** start of Material for this task **
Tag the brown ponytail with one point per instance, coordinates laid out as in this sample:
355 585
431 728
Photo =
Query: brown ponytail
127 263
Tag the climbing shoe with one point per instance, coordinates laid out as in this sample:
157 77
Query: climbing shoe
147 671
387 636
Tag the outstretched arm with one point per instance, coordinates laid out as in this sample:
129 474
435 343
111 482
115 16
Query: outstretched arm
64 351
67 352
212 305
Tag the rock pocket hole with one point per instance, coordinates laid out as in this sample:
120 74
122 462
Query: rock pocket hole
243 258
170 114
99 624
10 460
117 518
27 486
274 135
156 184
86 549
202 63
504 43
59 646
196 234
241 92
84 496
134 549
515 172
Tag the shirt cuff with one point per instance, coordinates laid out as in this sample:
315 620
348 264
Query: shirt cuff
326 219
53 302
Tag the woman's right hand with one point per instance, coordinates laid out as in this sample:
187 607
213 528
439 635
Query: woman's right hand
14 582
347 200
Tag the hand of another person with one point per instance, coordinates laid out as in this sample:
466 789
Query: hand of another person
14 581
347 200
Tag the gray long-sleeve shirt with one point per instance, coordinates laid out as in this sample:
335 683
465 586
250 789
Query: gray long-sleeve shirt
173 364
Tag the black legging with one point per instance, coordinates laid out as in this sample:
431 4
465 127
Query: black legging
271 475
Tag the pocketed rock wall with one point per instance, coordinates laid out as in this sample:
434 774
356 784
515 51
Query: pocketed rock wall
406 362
** end of Material for this task **
** start of Material for this task **
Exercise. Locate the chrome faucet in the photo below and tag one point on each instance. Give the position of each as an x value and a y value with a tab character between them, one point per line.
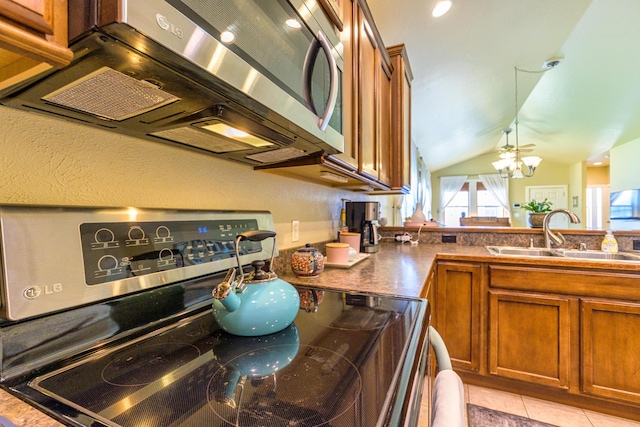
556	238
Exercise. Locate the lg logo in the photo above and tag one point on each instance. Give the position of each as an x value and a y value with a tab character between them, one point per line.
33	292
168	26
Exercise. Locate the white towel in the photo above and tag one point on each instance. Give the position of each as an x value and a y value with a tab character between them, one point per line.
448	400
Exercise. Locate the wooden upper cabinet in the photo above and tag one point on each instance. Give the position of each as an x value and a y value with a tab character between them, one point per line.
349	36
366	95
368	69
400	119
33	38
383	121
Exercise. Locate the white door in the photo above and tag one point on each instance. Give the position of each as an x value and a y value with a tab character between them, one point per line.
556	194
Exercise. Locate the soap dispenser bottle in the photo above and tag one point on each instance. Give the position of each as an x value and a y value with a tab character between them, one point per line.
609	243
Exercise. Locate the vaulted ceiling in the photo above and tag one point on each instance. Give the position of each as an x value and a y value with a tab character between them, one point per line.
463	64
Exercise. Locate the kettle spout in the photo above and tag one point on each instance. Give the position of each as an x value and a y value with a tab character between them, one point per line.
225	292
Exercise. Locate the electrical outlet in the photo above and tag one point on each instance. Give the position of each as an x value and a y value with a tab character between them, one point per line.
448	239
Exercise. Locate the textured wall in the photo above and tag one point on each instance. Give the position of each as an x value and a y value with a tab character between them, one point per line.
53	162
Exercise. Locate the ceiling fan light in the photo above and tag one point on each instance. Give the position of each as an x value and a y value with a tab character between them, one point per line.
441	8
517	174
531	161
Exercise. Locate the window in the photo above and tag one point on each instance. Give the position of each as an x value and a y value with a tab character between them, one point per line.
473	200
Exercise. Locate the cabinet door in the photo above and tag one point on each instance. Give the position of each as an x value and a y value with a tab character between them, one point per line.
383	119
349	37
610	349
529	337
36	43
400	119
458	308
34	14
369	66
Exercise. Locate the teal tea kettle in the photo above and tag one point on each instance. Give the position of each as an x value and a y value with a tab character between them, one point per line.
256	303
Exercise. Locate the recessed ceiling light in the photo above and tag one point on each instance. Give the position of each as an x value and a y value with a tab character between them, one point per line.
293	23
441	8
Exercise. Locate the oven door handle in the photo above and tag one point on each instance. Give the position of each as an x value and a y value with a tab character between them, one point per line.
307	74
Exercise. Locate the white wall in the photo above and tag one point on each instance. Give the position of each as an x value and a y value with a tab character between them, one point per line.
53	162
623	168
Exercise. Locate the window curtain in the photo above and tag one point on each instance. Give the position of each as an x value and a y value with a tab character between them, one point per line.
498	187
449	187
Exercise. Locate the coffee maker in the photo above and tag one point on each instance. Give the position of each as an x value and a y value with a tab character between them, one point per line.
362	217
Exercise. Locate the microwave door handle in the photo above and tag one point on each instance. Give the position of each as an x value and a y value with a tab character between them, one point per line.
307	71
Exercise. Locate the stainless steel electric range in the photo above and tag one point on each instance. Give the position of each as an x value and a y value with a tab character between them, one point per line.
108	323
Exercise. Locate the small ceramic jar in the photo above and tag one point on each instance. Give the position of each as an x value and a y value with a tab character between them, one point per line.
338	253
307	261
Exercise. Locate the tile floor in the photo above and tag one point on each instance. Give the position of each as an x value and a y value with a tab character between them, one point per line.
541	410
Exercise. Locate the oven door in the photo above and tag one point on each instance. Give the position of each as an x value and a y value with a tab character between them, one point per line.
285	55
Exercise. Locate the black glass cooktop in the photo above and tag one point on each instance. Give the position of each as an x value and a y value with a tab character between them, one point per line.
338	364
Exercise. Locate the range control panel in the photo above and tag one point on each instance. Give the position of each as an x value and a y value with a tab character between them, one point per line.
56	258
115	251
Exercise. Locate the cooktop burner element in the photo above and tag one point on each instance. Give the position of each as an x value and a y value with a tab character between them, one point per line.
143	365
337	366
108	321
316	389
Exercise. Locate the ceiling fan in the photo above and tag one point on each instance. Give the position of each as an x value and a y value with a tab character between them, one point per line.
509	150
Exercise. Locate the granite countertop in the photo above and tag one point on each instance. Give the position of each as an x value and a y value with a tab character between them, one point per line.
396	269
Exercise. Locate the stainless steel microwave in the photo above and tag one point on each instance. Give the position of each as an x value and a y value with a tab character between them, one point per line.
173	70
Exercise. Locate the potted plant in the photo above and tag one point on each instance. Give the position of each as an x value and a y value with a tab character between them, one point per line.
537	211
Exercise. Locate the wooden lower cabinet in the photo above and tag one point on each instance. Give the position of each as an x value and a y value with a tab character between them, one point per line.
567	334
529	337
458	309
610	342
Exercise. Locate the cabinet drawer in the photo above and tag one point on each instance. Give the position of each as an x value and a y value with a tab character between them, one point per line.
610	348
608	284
** end of Material for this task **
> _Work instructions_:
Count the lines above that contain the string "legging", and give only that number.

> _Response to the exercise_:
2